### ACTIVITY 1
In the North Carolina DUI overview, rewrite the part that opens with the words containing "Can You Get" and closes with "privileges in writing.", replacing "Department of Motor Vehicles" with "Division of Motor Vehicles".
### ACTIVITY 2
Answer these questions from the North Carolina DUI overview:
(a) What is the maximum fine for a third DUI conviction?
(b) How much is the license reinstatement fee?
(c) How many contact hours does ADETS require, and over what minimum number of days?

### DOCUMENT SECTION
# # #

North Carolina DUI 101

North Carolina DUI laws are in place to keep intoxicated drivers off the road, and the public safe, in the Tar Heel State. DUI stands for driving under the influence, and it is the term commonly used by law enforcement to refer to a drunk-driving violation. A DWI is a similar violation, and it stands for driving while intoxicated and is punishable by fine, imprisonment and a number of other penalties.

A first-time North Carolina DUI conviction is subject to mandatory jail time and license suspension in some cases.

North Carolina DUI Penalties

First DUI conviction

  • License suspension up to one year for those who refuse to take a sobriety test (reinstatement fees apply)
  • Imprisonment from one day to two years
  • Fine up to $4,000
  • Community service (up to 24 hours)
  • Drivers with a .15 percent blood alcohol content (BAC) or higher are required to install an ignition interlock device in their car. This device works by locking a vehicle after the driver has tested positive for alcohol, thus preventing the driver from driving drunk and possibly injuring others.

Second DUI conviction (within three years of another conviction)

  • License suspension up to four years (reinstatement fees apply)
  • Imprisonment from seven days to two years
  • Fine up to $4,000
  • Mandatory installation of ignition interlock device

Third DUI conviction (within five years of another conviction)

  • Permanent revocation of driving privileges (license suspension)
  • Imprisonment from one week to two years
  • Fine up to $2,000
  • Mandatory installation of ignition interlock device

Fourth DUI conviction (within 10 years of another conviction)

  • Permanent revocation of driving privileges (license suspension)
  • Felony charge
  • Imprisonment from one year to 59 months

For refusing to take a chemical test

  • Minimum one-year license revocation

Can You Get a Restricted License?

In some cases, you may be able to obtain a restricted driving license after the state Department of Motor Vehicles has revoked your license. A restricted license means you have limited driving privileges and can only drive under certain circumstances, such as to and from work, to obtain medical treatment, or for court-ordered treatments. You must request such privileges in writing.

To reinstate your license, you must carry out your sentence, including the period of time during which your license was suspended; provide written proof of completion of any court-ordered alcohol safety program; pay all fines, including court costs; pay the $75 reinstatement fee; and submit a written application requesting full reinstatement of your license.

DUI Programs

Generally, after being convicted of a drinking-and-driving violation, you are required to complete a DWI assessment, which costs $100. One the day of your assessment, you must bring the following:

  1. A copy of your citation
  2. Documentation of your BAC at the time of your arrest
  3. Your complete in-state driving record
  4. Your complete out-of-state driving record (only applicable if you’ve resided in other states)

In North Carolina, the Alcohol and Drug Education Traffic School (ADETS) costs $160 and requires 16 contact hours over a minimum of five days, according to the North Carolina Department of Health and Human Services. If you don’t qualify for ADETS, there are other levels of treatment you can take. Prices and duration vary considerably.

States across the nation are increasingly getting tough on drunk drivers, and North Carolina is certainly part of this trend. If you don’t want to end up with a burdensome North Carolina DUI, think twice before getting behind the wheel after having “just a little to drink.”

# # #

(Collected data)

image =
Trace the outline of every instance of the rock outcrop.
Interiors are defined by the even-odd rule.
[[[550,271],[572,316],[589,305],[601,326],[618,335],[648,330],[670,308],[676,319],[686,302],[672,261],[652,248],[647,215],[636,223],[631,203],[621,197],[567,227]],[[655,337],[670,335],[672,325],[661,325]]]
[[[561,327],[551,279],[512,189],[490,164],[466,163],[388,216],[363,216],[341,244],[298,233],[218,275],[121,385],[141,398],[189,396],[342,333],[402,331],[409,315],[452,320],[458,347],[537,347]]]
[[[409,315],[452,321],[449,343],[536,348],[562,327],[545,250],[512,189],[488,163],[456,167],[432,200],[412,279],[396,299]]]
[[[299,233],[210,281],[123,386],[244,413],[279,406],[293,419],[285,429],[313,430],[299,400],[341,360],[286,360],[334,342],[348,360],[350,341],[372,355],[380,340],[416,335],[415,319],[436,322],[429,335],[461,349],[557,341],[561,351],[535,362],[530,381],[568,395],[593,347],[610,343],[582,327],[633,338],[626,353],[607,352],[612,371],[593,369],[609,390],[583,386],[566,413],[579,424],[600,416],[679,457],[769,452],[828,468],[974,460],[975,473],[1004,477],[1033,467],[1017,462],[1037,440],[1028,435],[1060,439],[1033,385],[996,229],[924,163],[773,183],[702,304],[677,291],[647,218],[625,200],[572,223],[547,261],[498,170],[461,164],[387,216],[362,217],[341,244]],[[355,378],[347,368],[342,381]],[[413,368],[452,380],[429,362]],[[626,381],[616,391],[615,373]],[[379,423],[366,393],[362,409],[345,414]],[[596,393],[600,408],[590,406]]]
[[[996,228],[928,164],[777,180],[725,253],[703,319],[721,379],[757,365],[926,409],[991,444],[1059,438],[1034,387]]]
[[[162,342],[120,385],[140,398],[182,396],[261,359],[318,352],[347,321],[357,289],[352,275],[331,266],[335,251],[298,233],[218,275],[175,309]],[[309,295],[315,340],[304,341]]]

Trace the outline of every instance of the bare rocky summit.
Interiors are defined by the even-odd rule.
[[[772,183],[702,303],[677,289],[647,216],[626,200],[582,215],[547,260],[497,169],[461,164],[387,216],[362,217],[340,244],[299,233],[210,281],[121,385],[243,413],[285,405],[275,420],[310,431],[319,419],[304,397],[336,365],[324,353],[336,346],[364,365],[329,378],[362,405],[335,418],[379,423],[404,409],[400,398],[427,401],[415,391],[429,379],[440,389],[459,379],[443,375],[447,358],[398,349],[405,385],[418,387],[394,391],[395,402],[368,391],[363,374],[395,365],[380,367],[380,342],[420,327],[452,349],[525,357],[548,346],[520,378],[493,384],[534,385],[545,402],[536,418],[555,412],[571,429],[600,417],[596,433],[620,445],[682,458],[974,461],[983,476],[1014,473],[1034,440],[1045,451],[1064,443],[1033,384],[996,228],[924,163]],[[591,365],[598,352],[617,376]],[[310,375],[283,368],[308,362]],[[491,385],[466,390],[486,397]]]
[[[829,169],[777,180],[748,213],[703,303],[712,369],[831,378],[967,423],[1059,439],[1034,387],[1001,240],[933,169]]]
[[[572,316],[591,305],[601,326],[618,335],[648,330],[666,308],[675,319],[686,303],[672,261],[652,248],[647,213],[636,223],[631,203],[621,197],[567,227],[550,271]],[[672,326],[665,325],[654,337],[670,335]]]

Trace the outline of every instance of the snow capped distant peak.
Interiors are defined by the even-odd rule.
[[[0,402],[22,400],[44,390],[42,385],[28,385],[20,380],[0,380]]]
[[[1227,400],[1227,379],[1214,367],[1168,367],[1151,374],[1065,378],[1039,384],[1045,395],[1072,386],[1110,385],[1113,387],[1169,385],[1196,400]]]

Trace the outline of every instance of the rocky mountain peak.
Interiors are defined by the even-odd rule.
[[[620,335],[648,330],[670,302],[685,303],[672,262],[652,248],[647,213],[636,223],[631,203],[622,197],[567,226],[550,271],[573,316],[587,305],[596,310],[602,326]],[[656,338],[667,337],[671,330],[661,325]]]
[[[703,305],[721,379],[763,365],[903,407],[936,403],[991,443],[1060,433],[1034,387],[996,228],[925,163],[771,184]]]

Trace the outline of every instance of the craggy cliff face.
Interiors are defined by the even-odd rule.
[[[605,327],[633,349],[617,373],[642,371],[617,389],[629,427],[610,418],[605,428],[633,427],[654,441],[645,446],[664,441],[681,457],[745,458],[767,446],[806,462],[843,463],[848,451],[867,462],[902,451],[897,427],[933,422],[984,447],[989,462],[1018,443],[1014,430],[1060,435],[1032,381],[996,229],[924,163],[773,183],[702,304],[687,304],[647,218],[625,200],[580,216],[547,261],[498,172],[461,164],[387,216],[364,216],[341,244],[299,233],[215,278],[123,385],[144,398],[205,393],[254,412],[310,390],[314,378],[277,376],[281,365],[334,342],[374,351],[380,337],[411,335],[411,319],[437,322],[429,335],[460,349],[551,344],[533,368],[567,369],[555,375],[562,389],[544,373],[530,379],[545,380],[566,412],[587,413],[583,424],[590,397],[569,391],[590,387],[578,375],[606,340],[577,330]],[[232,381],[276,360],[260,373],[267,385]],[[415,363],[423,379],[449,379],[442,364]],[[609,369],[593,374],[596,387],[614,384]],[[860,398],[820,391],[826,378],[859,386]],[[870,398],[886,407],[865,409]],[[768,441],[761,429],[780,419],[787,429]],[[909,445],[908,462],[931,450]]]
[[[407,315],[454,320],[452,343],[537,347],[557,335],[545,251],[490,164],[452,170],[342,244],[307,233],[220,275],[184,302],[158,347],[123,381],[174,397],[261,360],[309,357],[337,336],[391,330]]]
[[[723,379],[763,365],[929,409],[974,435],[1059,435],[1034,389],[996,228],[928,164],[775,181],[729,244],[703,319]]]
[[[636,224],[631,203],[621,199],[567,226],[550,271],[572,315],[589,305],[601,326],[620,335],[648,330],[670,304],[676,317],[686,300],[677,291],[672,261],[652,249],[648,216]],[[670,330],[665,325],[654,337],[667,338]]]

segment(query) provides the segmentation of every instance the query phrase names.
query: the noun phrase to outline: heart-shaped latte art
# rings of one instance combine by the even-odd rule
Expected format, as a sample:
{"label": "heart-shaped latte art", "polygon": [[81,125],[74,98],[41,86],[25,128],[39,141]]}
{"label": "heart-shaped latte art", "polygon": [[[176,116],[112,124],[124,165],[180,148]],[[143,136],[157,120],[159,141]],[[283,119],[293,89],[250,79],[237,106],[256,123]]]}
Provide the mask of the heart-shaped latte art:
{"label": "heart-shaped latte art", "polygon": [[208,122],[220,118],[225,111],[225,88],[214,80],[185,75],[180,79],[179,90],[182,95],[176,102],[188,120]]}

# # #

### PROBLEM SOLUTION 1
Can You Get a Restricted License?

In some cases, you may be able to obtain a restricted driving license after the state Division of Motor Vehicles has revoked your license. A restricted license means you have limited driving privileges and can only drive under certain circumstances, such as to and from work, to obtain medical treatment, or for court-ordered treatments. You must request such privileges in writing.

### PROBLEM SOLUTION 2
(a) Up to $2,000.
(b) $75.
(c) 16 contact hours over a minimum of five days.